EXTRACTED INFORMATION: Begin

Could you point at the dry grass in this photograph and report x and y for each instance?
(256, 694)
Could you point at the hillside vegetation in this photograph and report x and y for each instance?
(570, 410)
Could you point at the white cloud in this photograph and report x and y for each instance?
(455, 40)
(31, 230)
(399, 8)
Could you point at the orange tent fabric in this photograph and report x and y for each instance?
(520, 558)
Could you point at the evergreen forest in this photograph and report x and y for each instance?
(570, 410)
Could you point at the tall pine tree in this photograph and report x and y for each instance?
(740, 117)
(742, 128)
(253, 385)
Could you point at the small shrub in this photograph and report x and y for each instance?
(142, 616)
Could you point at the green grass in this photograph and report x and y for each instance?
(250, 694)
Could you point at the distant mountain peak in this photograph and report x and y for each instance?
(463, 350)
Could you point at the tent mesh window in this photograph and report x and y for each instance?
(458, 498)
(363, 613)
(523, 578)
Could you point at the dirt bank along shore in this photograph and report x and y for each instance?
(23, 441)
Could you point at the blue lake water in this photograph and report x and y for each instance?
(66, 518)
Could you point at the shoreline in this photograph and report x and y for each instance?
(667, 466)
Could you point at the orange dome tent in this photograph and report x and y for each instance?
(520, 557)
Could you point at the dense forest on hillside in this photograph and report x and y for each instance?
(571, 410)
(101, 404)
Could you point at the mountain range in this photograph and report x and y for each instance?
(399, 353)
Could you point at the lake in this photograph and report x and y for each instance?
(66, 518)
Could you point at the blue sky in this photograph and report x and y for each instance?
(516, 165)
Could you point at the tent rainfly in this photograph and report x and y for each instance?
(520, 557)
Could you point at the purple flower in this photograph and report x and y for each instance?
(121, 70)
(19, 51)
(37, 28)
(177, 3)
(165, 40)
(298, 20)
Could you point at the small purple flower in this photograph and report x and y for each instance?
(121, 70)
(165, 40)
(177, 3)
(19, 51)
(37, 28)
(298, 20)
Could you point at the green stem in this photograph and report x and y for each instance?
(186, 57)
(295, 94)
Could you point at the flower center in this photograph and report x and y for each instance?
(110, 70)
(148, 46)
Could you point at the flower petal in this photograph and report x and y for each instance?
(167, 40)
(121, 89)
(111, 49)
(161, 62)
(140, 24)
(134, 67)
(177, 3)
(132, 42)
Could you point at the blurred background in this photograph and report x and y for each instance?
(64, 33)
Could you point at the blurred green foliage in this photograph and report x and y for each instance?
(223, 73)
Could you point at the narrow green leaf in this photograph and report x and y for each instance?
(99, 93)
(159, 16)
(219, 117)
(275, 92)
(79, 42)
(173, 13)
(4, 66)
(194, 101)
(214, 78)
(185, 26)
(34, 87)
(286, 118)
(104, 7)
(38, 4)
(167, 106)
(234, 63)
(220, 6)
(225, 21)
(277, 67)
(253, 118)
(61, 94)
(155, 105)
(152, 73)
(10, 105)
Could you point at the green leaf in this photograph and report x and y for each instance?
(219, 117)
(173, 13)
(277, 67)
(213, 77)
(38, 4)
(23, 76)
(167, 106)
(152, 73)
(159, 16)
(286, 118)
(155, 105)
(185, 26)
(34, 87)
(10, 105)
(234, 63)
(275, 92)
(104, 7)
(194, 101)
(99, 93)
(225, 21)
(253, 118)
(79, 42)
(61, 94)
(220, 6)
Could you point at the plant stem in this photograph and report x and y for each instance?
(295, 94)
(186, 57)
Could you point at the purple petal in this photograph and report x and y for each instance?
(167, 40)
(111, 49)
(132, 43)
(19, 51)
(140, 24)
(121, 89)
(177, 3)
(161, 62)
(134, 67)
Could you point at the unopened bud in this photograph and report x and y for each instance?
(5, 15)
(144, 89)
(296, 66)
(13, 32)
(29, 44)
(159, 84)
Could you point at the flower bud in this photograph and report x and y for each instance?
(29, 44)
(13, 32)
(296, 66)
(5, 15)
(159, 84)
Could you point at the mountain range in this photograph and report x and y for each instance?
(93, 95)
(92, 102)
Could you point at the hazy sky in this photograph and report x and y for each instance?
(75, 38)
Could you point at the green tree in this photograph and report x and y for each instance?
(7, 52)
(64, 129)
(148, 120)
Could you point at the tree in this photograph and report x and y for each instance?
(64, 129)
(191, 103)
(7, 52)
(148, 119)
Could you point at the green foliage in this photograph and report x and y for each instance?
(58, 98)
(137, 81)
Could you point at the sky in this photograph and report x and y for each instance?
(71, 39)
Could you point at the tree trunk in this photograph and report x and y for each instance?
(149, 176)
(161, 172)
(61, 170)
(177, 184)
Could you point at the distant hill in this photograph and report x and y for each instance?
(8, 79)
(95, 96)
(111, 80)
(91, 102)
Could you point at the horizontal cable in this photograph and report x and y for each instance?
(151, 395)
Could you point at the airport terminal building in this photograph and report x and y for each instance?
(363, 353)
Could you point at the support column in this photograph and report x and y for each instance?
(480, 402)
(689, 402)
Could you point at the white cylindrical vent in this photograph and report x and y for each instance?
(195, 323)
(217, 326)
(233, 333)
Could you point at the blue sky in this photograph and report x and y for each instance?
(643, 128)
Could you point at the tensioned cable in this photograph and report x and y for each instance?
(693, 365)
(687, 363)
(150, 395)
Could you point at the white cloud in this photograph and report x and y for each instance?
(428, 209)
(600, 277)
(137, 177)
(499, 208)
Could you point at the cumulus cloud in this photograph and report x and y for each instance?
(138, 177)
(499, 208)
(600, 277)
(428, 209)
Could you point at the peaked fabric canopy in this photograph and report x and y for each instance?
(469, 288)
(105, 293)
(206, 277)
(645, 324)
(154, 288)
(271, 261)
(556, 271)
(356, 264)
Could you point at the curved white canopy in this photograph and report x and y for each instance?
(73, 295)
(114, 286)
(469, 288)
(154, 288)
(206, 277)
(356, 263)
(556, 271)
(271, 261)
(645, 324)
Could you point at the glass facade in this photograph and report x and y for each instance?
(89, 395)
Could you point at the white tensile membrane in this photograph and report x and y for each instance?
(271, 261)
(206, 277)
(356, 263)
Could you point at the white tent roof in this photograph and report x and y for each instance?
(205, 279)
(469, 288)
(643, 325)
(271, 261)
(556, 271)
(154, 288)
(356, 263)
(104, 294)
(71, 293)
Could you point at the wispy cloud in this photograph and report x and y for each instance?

EXTRACTED INFORMATION: End

Copy each line of the data above exactly as it appears.

Could you point at the dry grass in this photograph and report x and y for each instance?
(256, 694)
Could you point at the hillside vegetation in this photograph and report x and y for each instance?
(570, 410)
Could you point at the white cloud in this photograph and report x and y for each instance?
(455, 40)
(31, 230)
(399, 8)
Could you point at the orange tent fabric in this photograph and report x and y for each instance?
(520, 558)
Could you point at the evergreen forest in this photograph and report x and y for each instance?
(570, 410)
Could you point at the tall pine tree in this photograph and report x and y for each instance?
(740, 117)
(742, 128)
(253, 385)
Could you point at the small shrub in this photograph and report x and y for each instance?
(142, 616)
Could you point at the green grass in this photograph and report x and y for each instance?
(250, 694)
Could you point at the distant mountain peak in this photograph and report x and y for each instance?
(463, 350)
Could you point at the tent mesh window in this photograph and report x and y for each instance?
(458, 498)
(363, 613)
(523, 578)
Could you point at the dirt bank along shore in this photograph and report x and y for each instance?
(23, 441)
Could you point at the blue lake water in this photograph and report x and y for each instance?
(66, 518)
Could you point at the shoreline in this photograph and report x and y for each instance?
(667, 466)
Could you point at the orange dome tent in this photograph and report x and y for each instance?
(520, 557)
Could you point at the dense forest on hillside in this photograph and report x and y for each instance?
(571, 410)
(101, 404)
Could you point at the mountain range in this photograph and report x and y for each instance?
(399, 353)
Could you point at the lake in this photograph and report x and y for each instance?
(66, 518)
Could you point at the blue sky in this photograph and report x and y for each instance?
(516, 165)
Could you point at the tent rainfly in this photograph and report x and y for each instance?
(520, 557)
Could you point at the purple flower in this photograph and report x and y for each instance?
(121, 70)
(19, 51)
(37, 28)
(177, 3)
(165, 40)
(298, 20)
Could you point at the small purple flower in this photograph and report x and y for each instance?
(121, 70)
(165, 40)
(177, 3)
(19, 51)
(37, 28)
(298, 20)
Could you point at the green stem in this photograph and report x and y for each instance?
(186, 57)
(295, 94)
Could you point at the flower center in this photograph and report x and y for each instance?
(110, 70)
(148, 46)
Could you point at the flower petal in this photograph and report x and y for each instance?
(167, 40)
(121, 89)
(111, 49)
(161, 62)
(140, 24)
(134, 67)
(177, 3)
(132, 42)
Could you point at the blurred background in this photograph and report x and y for each instance?
(64, 33)
Could you point at the blurred green foliage in this photograph and report x and y for each instance?
(223, 73)
Could you point at the narrow green leaf in this photograph and report x and y for each instance?
(99, 93)
(159, 16)
(219, 117)
(275, 92)
(79, 42)
(173, 13)
(4, 66)
(194, 101)
(214, 78)
(185, 26)
(34, 87)
(286, 118)
(104, 7)
(38, 4)
(167, 106)
(234, 63)
(220, 6)
(225, 21)
(277, 67)
(253, 118)
(61, 94)
(155, 105)
(152, 73)
(10, 105)
Could you point at the green leaf in this photograph and report x and y for each instance?
(219, 117)
(173, 13)
(277, 67)
(213, 77)
(38, 4)
(23, 76)
(167, 106)
(152, 73)
(159, 16)
(286, 118)
(155, 105)
(185, 26)
(34, 87)
(10, 105)
(234, 63)
(275, 92)
(104, 7)
(194, 101)
(99, 93)
(225, 21)
(253, 118)
(79, 42)
(61, 94)
(220, 6)
Could you point at the plant stem in this photograph and report x and y for each instance?
(295, 94)
(186, 57)
Could you point at the purple petal in this photograph and report x and y for each instance?
(167, 40)
(111, 49)
(132, 43)
(19, 51)
(140, 24)
(121, 89)
(177, 3)
(161, 62)
(134, 67)
Could you point at the unopened bud in this photograph and report x and y for each instance?
(5, 15)
(144, 89)
(296, 66)
(13, 32)
(29, 44)
(159, 84)
Could you point at the flower bud in this photograph and report x and y for each instance?
(29, 44)
(13, 32)
(296, 66)
(5, 15)
(159, 84)
Could you point at the mountain range in this photograph and report x and y for each instance?
(93, 95)
(92, 102)
Could you point at the hazy sky in this photograph and report x and y for each instance?
(75, 38)
Could you point at the green tree in this photograph and report x and y for each instance?
(7, 52)
(64, 129)
(148, 120)
Could you point at the tree in this photograph and report x and y for each instance?
(64, 129)
(191, 103)
(7, 52)
(148, 119)
Could you point at the green foliage in this photograph and report x and y for each instance?
(58, 98)
(137, 81)
Could you point at the sky in this photograph and report x and y for each instance?
(71, 39)
Could you point at the tree trunk in this photograph and report x and y for each instance?
(149, 176)
(161, 172)
(61, 170)
(177, 184)
Could you point at the distant hill in this photograph and report x and y for each instance?
(8, 79)
(95, 96)
(111, 80)
(91, 102)
Could you point at the horizontal cable in this photograph and report x and y for each instance?
(151, 395)
Could you point at the airport terminal building in this photograph and report x and y for each instance?
(363, 353)
Could you point at the support column in this photograph and report x and y for each instance?
(480, 402)
(689, 402)
Could you point at the white cylindrical vent in this photograph and report x and y for each instance?
(195, 323)
(217, 326)
(233, 333)
Could you point at the blue sky in this photograph and report x and y for each instance?
(643, 128)
Could you point at the tensioned cable in this photograph and report x and y for each instance?
(693, 365)
(687, 363)
(150, 395)
Could you point at the white cloud in this photograph and report x and y for each instance?
(428, 209)
(600, 277)
(137, 177)
(499, 208)
Could you point at the cumulus cloud in this photograph and report x and y for each instance?
(138, 177)
(499, 208)
(600, 277)
(428, 209)
Could you point at the peaked fabric canopy in this photograph and report x and y for each instance?
(469, 288)
(105, 293)
(206, 277)
(645, 324)
(154, 288)
(271, 261)
(556, 271)
(356, 264)
Could you point at the curved white canopy in this photograph and report x and y for each instance?
(73, 295)
(114, 286)
(469, 288)
(154, 288)
(206, 277)
(356, 263)
(556, 271)
(271, 261)
(645, 324)
Could you point at the glass facade in this photograph and report x and y for each instance?
(89, 395)
Could you point at the white tensile membrane in this photograph and report x and y for each instance?
(271, 261)
(206, 277)
(356, 263)
Could you point at the white tent roof in this photograph and report x and y for each instance?
(205, 279)
(469, 288)
(643, 325)
(271, 261)
(556, 271)
(154, 288)
(356, 263)
(104, 294)
(71, 293)
Could you point at the wispy cloud in this photograph and report x and y for each instance?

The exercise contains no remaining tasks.